PAGE:
Cela dit, ce n’est pas trahir la mémoire de ces grands personnages de notre histoire que de dire que nous pouvons aller plus loin. Au contraire, c’est leur faire honneur, car ils nous ont tous dit que c’est ce que nous devions faire. Le Parti Québécois qu’ils ont dirigé n’osait pas parler de république. Il est normal de reporter certains débats importants après l’accession à la souveraineté lorsque nous serons entre nous dans une société affranchie de la domination canadienne. Il n’est pas normal, par contre, d’affaiblir la cause que l’on prétend défendre en refusant de l’approfondir, de la raffermir et de la développer. Le projet de souveraineté du PQ a manqué de consistance et de profondeur. À certains égards, il est demeuré superficiel à mes yeux. Nous avons à peine commencé à examiner ce que l’idée de république peut nous apporter.
Le débat sur l’abolition de la monarchie canado-britannique n’est qu’un amuse-gueule. La réflexion sur les moyens de l’abolir en droit canadien n’est qu’une entrée en matière. Constater que le rejet de la monarchie fait le large consensus au Québec que l’on souhaiterait pour la souveraineté, si large que l’abolition du serment au roi des députés de l’Assemblée nationale n’a pas été contestée devant les tribunaux alors qu’elle aurait pu l’être avec succès, n’est qu’un élément préliminaire de ce qui doit maintenant être accompli.

ÉNONCÉ DE L'EXERCICE:
Recopiez, dans le texte sur la république, tout ce qui va de « Le débat sur » jusqu'à « maintenant être accompli. ».

EXTRAITS DE DONNÉES:
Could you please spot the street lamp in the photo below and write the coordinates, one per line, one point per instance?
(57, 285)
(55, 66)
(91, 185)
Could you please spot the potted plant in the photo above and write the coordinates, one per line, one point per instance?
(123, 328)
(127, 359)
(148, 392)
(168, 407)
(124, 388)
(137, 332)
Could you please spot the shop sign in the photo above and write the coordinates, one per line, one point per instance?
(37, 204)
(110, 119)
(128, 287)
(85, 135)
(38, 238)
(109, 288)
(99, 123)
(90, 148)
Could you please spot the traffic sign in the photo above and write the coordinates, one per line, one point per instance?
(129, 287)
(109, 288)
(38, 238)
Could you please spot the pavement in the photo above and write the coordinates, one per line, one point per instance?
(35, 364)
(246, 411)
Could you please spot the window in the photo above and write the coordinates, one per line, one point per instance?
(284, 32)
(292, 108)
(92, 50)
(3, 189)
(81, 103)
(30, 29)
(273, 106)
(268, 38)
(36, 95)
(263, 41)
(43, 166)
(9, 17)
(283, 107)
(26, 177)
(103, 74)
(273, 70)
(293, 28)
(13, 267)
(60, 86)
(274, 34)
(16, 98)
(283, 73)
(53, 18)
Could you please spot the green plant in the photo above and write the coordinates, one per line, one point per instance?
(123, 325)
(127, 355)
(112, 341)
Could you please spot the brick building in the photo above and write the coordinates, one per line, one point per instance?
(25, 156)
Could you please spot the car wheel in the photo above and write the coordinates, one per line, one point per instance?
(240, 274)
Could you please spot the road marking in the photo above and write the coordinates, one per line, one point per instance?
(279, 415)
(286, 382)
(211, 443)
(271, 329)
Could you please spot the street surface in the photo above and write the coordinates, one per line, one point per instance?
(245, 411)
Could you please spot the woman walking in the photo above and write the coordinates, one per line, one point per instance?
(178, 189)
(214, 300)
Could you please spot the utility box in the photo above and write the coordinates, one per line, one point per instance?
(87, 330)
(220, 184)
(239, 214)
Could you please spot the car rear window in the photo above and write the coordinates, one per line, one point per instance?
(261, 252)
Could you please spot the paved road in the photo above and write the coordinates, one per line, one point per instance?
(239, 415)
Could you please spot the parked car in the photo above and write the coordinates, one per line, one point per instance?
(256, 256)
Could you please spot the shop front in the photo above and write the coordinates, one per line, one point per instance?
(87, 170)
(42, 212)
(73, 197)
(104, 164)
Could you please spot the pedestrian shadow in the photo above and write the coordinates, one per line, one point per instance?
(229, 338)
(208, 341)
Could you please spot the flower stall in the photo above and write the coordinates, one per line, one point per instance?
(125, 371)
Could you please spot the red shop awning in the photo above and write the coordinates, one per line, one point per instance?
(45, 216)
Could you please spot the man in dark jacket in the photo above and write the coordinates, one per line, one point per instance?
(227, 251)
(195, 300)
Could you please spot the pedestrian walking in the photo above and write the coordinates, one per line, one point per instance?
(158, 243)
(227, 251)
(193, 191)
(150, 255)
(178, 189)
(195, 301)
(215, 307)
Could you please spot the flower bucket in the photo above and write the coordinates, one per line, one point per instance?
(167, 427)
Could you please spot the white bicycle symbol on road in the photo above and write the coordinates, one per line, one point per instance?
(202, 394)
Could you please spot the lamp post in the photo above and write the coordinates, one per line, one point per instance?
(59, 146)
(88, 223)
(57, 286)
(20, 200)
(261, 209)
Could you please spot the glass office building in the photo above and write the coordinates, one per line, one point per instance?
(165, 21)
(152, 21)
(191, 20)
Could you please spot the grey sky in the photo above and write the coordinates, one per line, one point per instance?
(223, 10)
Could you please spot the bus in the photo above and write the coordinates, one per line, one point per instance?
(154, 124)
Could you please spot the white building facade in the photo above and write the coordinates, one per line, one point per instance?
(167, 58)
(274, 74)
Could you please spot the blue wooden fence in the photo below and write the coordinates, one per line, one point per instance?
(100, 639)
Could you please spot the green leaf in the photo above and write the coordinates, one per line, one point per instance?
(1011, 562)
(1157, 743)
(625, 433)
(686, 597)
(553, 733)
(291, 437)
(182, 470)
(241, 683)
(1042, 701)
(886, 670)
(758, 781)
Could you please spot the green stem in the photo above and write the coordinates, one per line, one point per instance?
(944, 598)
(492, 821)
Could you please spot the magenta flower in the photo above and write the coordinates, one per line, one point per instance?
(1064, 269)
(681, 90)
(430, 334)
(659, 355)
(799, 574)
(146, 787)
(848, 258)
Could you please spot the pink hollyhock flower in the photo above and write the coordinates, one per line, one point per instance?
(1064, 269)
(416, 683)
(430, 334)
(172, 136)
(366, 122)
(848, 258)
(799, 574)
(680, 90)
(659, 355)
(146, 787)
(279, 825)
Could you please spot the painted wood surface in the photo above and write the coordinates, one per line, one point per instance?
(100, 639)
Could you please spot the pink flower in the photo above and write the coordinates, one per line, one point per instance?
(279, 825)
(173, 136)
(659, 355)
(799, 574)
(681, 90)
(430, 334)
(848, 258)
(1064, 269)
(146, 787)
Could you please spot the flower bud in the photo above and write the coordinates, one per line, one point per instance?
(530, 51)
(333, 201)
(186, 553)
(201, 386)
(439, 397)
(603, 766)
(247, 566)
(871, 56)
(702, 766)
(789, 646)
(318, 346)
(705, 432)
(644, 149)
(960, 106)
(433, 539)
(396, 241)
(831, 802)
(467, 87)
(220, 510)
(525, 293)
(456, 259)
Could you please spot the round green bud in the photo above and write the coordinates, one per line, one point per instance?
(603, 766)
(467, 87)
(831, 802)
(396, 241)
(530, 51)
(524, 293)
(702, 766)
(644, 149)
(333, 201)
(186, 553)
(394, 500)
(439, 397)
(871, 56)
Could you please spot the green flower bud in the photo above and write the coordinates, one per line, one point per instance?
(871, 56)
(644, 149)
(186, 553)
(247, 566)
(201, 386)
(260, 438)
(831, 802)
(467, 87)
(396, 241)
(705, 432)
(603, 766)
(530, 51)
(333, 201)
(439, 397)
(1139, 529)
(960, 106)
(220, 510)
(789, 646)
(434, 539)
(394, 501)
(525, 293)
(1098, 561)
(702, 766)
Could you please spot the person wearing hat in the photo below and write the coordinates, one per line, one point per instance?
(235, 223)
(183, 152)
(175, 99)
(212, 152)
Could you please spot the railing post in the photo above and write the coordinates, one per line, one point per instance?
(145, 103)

CORRIGÉ DÉTAILLÉ:
Le débat sur l’abolition de la monarchie canado-britannique n’est qu’un amuse-gueule. La réflexion sur les moyens de l’abolir en droit canadien n’est qu’une entrée en matière. Constater que le rejet de la monarchie fait le large consensus au Québec que l’on souhaiterait pour la souveraineté, si large que l’abolition du serment au roi des députés de l’Assemblée nationale n’a pas été contestée devant les tribunaux alors qu’elle aurait pu l’être avec succès, n’est qu’un élément préliminaire de ce qui doit maintenant être accompli.